— start Passage —

# MooMoo the rescued Jack Russell pupdate



## MooMoosMommy (May 23, 2010)

Moo is doing so much better in just the short time she has been here. She has learned to Sit and down and is working on some other basic obedience. She is VERY smart. 
The potty training has been a slow process but she is steadily getting the hang of it. 
My dad has been working with her in regards to her being scared of men. Basically he has been bribing her with high value treats and she is falling for it and enjoying herself more and more while getting used to him. 
She does very well with my older children and solicites petting and is starting to solicite play as well. She doesn't really know how to play well yet but she is trying.
My biggest problem is this: She will not tolerate my baby girl. She runs if my daughter gets near her and I can't explain to her that of all my children she is the most gentle. She nipped at her face yesterday for trying to hug her. I have to keep Moo in another room most of the day as she can't be trusted whatsoever with my daughter and I won't set her up for failure nor have my daughter bitten. When I do have the time to I keep Moo on a leash with me and monitor their reactions cautiously. 
I am trying very hard to do the right thing by Moo. I am concerned though because a behaviouralist told me that she seems to be adjusting very well for a very undersocialized, mistreated pooch. In the same breath also told me that Moo may need a home without young children to be able to 'shine'. This breaks my heart. 
In the end if what is best for Moo is that she is adopted out to someone whom can and will be a better home than I will do it. I want her to have the best after what she has been through and I promised her this. I won't break that promise. She deserves the best. 
I don't know where to turn to if she needs more though. I've never placed a dog and would not trust myself to know how to do this and make sure she is in the best home. The behaviourist said to try and locate a Russell rescue and see if they could help.... I'm at a loss as to what to do. 
I kind of know in my heart, I guess, that she does need to be in a toddler free home.... I just hate to admit it. I love her so. 
Any advice/comments are greatly welcome and appreciated....


----------



## tgif (Dec 10, 2009)

My little one is like this with my little sister. I would recommend getting a harness for her and always having a leash on it. To be able to control the situation and it’ll help with teaching her to walk on a leash and housetraining. This will be hard and slow, but here’s my advice, do the similar thing you are doing with dad. But other than that don’t let your daughter touch, look at in eye, run up to or hug etc, when you are not around. Harsh but necessary. But when you are you can have your daughter walk the dog, or come at her slowly at an angle, sit next to her etc all passively but still no real touch or eye contact, but if she wants to go and have nothing to do with it, let her, she’s still adjusting. I also wouldn’t lock her in another room, let her observe from where she feels safe. Locking her in another room can actually do more harm than good, she needs to come to terms with things on her own, locking her in a room takes away that opportunity. You are making it easier for her to escape what she doesn’t want to face. The nip was fear nip, Its her way of saying “Back off, I don’t like this.” Usually it’s a last resort when her other signs haven’t gotten through, very common among puppy mill dogs, my own as well. If you are really worried about her biting, muzzle her, though that might stress her out to. Remember this all takes time, and patience. Some other things you can try are not coming at her with a hand turned over (Palm down) approached her with a hand palm up. And pet her under the chin. This helps to boost their esteem, also try lying with her on your chest, this is a dominant position for her and might help boost her confidence. Just lie on your back and put her on your chest and pet her till she relaxes. Once she’s more comfortable with your daughter you can try this with her if you want. Mill dogs (or any dog for that matter) are very sensitive to internal energy, so use that to your advantage. Also consider getting an exercise pen and turning it into a play pen for her. Put it in a busy part of the house so she can observe in safety, especially if you are worried about her biting. This takes time, I hope she comes around, especially if she is adjusting so quickly like you say she is. These are some of the things I did with my dog, I hope they help.

— end Passage —
— start Supplied entries —

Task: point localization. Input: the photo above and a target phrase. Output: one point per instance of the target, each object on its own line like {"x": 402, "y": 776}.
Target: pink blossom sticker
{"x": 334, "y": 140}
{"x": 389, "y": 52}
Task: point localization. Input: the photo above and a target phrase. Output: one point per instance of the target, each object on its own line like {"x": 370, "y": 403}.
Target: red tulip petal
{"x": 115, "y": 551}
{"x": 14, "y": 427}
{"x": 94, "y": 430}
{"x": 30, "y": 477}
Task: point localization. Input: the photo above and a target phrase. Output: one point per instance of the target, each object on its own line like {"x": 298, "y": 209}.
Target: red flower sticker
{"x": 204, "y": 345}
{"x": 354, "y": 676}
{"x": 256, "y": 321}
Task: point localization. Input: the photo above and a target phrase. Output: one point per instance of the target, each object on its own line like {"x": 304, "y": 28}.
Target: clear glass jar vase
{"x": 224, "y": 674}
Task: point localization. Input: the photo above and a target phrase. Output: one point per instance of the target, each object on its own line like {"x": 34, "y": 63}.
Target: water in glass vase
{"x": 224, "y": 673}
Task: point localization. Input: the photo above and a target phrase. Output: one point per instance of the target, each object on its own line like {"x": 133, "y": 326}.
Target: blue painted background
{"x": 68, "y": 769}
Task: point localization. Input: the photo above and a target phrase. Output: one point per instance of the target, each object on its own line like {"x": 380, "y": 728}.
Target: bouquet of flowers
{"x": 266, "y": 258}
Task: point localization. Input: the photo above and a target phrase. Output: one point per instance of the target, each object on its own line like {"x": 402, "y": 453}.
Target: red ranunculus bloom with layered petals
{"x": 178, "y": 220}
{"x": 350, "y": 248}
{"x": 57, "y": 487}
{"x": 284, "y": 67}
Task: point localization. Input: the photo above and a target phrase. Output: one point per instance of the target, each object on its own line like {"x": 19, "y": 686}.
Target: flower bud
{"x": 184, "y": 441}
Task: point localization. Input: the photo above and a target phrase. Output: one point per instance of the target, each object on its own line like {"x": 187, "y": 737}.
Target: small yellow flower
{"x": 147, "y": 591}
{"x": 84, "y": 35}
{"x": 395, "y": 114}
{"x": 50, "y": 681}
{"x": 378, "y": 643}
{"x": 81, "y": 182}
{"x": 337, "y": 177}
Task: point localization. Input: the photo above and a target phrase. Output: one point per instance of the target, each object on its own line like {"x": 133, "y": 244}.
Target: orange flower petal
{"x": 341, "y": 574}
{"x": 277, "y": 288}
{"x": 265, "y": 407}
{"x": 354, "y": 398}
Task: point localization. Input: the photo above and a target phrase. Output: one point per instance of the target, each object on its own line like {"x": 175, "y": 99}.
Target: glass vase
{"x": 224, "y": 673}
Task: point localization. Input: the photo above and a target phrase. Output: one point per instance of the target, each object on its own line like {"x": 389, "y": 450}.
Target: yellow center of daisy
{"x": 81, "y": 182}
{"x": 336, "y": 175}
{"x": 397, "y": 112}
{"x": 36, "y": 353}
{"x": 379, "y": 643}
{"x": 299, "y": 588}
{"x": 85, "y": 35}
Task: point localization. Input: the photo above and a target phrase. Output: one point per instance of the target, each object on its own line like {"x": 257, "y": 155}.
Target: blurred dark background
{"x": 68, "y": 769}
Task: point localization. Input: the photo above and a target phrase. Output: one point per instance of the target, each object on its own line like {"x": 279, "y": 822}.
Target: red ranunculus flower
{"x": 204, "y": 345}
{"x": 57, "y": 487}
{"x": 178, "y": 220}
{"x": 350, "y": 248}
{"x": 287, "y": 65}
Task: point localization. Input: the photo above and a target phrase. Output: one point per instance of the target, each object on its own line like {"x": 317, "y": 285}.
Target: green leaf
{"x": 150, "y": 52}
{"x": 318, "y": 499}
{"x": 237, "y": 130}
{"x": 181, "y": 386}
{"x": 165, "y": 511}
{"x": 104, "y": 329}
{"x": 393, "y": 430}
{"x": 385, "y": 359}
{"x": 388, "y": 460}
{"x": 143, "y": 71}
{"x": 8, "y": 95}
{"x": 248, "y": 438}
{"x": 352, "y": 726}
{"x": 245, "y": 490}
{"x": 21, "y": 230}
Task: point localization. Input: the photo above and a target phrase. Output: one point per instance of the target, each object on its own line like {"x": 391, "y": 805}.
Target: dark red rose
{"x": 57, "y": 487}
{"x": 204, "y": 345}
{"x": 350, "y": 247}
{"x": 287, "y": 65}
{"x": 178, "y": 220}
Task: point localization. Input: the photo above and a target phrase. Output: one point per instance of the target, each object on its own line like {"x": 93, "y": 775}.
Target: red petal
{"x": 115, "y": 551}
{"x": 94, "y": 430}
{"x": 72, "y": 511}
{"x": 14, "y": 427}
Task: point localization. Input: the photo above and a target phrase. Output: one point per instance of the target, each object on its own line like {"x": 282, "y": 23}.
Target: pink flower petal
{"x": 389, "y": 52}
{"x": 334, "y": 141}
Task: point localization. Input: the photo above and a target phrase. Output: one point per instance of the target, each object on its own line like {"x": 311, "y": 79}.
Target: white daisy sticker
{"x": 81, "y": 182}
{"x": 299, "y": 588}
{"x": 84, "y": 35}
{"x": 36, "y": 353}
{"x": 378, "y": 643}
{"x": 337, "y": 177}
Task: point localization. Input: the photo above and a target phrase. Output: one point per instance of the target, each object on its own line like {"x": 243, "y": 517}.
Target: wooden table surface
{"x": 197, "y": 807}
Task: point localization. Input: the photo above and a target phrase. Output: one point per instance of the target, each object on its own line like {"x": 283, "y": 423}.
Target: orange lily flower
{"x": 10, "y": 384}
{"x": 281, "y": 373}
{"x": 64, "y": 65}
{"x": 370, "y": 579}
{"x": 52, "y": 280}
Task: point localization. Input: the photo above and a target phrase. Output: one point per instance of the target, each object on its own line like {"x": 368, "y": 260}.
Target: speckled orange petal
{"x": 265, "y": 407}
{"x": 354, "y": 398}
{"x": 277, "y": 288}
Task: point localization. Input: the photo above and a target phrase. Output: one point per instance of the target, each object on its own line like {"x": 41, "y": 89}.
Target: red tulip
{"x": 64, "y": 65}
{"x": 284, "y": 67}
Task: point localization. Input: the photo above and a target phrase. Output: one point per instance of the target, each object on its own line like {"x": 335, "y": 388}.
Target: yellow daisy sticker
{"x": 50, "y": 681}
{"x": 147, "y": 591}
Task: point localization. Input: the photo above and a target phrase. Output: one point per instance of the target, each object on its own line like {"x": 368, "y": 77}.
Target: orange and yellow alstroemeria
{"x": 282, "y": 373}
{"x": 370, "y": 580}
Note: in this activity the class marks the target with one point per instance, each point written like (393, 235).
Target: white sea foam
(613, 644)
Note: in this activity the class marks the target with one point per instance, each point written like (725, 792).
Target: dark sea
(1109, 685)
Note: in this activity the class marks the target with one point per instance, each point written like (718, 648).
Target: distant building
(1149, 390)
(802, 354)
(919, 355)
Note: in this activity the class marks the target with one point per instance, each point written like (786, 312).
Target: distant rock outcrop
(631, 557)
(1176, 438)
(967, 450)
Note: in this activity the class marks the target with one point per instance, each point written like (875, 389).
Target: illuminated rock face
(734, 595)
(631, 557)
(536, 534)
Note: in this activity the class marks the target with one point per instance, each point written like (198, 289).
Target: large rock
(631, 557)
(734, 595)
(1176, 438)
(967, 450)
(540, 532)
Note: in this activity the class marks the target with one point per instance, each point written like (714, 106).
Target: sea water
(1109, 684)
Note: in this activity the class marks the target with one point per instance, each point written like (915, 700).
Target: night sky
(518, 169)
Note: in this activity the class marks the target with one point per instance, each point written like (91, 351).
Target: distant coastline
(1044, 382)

— end Supplied entries —

(Set problem A) In the thread about the rescued Jack Russell, what did the behaviorist suggest trying to locate for help?
(Set problem B) Pick up the thread about the rescued Jack Russell after its last sentence and keep it going.
The lines were drawn from a separate source.

(Exercise answer A) A Russell rescue.

(Exercise answer B)
----------



## MooMoosMommy (May 23, 2010)

I wish life weren't so hectic as this would be soo much easier. Lol. Don't think I mind putting work into any animal, that's definetly not the issue. The issue with my situation is this: I have 4 children and that in itself is alot to take on. Just the regular things I have been doing with Moo have been alot of work and consistency on my part. I know that I don't have the time to constantly be on top of Moo and my daughter. It just isn't possible as much as I would like it to be.
When she nipped my daughter she was laying on the bed and my daughter leaned over to hug her. Luckily I was right there because I saw it happening and jerked my daughter back at the same time she jumped at her. It would also be easier to explain these things to my little girl if she weren't 16 months old. Trying to tell a 16 month old child that she can't really be near her is in no way going to work. 
Now I never leave them alone together, not even for a split second. I praise Moo when she does allow my daughter to touch her and have my baby give her treats with me right there. When, however, I am a few feet away Moo will either run or bare her teeth slightly even when my daughter is giving her a treat.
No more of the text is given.